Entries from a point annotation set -
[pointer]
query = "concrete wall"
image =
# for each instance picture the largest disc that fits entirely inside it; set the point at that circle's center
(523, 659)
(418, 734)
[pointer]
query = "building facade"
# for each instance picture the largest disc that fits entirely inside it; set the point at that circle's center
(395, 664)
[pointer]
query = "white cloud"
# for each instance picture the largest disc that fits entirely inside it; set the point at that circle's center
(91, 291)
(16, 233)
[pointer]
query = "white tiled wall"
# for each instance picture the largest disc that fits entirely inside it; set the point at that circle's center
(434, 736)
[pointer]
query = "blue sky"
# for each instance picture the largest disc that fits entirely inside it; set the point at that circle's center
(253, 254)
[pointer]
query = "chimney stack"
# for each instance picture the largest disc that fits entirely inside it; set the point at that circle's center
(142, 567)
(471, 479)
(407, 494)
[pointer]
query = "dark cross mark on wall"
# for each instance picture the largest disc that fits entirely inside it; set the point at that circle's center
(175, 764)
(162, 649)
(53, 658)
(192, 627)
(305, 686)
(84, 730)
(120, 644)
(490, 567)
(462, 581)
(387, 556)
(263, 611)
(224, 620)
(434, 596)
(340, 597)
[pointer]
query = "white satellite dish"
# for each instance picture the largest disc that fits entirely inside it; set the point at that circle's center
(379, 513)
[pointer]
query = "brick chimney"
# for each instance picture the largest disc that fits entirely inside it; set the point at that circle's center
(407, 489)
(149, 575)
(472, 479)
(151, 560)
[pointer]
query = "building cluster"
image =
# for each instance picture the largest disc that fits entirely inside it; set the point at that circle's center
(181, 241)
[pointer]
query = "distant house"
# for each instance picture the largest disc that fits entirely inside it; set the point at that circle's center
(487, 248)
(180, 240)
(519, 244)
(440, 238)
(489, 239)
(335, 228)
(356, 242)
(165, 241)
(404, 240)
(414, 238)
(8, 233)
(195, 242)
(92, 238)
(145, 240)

Work instructions -
Output the listing above exactly as it appears.

Solution below -
[pointer]
query = "concrete wall"
image =
# for each instance picture the largest disc that fits entirely inside it; set the point at that circle's center
(523, 659)
(418, 734)
[pointer]
query = "building facade"
# for each instance picture the largest disc that fits entirely inside it; set the point at that circle's center
(395, 664)
[pointer]
query = "white cloud"
# for each instance picture the largest disc that fits entirely inside it; set the point at that circle's center
(91, 291)
(16, 233)
[pointer]
query = "white tiled wall"
# for each instance picture the largest disc that fits entirely inside it; set the point at that circle's center
(434, 736)
[pointer]
query = "blue sky"
# for each instance picture the largest disc that fits entirely inside it; set the point at that circle's center
(253, 254)
[pointer]
query = "chimney stack"
# for each instance picture the largest disc that fits entirely inside it; set the point at that circle's center
(142, 567)
(471, 479)
(407, 494)
[pointer]
query = "dark cross mark on wall"
# for each instance picture the largest disc that fits entirely inside it; set the point at that circle's center
(175, 764)
(162, 649)
(53, 658)
(192, 627)
(305, 686)
(84, 730)
(120, 644)
(490, 567)
(462, 581)
(387, 556)
(263, 611)
(224, 620)
(434, 596)
(340, 597)
[pointer]
query = "white satellite dish"
# for each instance picture the largest disc that fits entirely inside it; set the point at that circle's center
(379, 513)
[pointer]
query = "brick chimney"
# for each instance picture the largest disc that fits entirely inside it; set the point at that circle's center
(407, 489)
(149, 575)
(472, 479)
(151, 560)
[pointer]
query = "building cluster"
image =
# for each instance picture the largest disc that fits entirely inside it; set the point at that circle's center
(181, 241)
[pointer]
query = "distant house"
# for each instance picture the largest disc that fits entirely inside it; set the point at that circle's center
(487, 248)
(180, 240)
(519, 244)
(440, 238)
(489, 239)
(335, 228)
(356, 242)
(165, 241)
(404, 240)
(414, 238)
(8, 233)
(195, 242)
(92, 238)
(145, 240)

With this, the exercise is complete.